** Entries provided follows **

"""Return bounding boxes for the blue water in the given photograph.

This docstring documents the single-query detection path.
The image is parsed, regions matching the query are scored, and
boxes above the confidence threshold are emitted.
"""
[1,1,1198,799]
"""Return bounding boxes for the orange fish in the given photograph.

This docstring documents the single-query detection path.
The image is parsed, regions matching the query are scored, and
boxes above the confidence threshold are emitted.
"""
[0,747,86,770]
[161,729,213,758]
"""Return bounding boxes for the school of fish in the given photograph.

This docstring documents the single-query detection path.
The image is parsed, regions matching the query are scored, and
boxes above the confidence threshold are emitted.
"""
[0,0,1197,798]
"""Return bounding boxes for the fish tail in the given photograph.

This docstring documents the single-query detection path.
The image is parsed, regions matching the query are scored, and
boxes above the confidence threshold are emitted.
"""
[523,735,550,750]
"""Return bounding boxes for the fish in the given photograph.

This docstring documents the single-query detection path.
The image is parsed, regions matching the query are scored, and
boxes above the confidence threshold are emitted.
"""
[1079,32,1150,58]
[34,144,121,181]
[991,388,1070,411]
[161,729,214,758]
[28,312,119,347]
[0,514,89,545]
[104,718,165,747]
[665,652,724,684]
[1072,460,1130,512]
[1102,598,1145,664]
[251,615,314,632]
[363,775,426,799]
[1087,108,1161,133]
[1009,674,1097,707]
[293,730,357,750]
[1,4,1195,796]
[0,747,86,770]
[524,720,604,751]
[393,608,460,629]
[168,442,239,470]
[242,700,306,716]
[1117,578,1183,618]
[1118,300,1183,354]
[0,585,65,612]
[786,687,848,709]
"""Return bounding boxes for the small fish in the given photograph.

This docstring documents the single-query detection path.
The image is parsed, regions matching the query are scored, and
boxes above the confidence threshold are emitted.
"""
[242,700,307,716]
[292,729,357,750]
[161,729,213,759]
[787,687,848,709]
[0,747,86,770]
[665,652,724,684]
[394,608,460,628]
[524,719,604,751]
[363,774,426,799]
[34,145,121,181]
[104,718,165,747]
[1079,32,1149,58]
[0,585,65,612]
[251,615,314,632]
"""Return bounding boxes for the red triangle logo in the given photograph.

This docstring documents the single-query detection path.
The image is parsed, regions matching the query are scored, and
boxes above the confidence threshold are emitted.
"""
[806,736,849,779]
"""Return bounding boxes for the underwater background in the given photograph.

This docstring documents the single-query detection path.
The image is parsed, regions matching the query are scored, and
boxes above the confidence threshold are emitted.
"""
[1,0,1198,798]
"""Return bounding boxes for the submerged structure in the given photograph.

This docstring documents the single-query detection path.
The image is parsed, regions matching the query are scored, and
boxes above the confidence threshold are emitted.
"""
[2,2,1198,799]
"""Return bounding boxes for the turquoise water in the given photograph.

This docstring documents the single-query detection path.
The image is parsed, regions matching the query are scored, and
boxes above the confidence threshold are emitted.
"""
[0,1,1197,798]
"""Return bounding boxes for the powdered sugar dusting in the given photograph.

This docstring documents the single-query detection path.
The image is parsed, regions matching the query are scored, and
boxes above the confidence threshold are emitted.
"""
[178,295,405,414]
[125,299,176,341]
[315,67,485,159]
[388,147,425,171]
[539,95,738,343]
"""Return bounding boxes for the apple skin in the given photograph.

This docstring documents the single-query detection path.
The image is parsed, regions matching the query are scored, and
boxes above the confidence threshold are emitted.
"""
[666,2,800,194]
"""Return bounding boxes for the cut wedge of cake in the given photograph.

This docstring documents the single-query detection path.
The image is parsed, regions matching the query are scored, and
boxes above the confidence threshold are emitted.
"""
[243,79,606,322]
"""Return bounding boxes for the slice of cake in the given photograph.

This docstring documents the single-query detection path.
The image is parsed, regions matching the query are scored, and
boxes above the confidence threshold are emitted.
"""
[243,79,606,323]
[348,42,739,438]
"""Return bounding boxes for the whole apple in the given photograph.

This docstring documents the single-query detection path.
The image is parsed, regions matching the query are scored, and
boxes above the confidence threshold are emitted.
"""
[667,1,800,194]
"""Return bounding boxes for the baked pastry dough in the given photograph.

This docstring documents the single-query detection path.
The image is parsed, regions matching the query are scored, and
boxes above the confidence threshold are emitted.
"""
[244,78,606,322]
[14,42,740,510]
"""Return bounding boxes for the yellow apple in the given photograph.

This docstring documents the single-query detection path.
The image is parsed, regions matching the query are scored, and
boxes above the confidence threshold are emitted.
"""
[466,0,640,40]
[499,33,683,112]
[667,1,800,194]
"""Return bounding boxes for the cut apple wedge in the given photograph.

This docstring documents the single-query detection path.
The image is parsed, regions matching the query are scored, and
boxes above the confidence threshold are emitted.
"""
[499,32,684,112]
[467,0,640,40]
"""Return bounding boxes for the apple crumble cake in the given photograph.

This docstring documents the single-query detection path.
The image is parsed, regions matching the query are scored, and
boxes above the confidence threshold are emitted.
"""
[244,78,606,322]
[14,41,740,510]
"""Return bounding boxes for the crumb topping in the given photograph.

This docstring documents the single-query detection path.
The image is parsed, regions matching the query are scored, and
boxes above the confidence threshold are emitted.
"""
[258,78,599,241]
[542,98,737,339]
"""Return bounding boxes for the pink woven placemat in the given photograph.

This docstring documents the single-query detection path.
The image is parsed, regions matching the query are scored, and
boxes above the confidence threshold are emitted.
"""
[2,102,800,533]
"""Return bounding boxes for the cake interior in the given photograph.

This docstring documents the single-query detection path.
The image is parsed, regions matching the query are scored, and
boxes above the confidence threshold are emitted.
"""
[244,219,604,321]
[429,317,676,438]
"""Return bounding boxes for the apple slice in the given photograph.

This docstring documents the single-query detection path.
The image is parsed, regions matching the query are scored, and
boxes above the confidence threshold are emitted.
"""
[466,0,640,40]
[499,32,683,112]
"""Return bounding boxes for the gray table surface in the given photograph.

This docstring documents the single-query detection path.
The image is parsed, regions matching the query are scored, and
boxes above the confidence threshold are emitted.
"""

** End of Entries provided **

Task item:
Go through the data above and count the lines that hold "fish". Respond with the number and no other words.

Expected answer:
5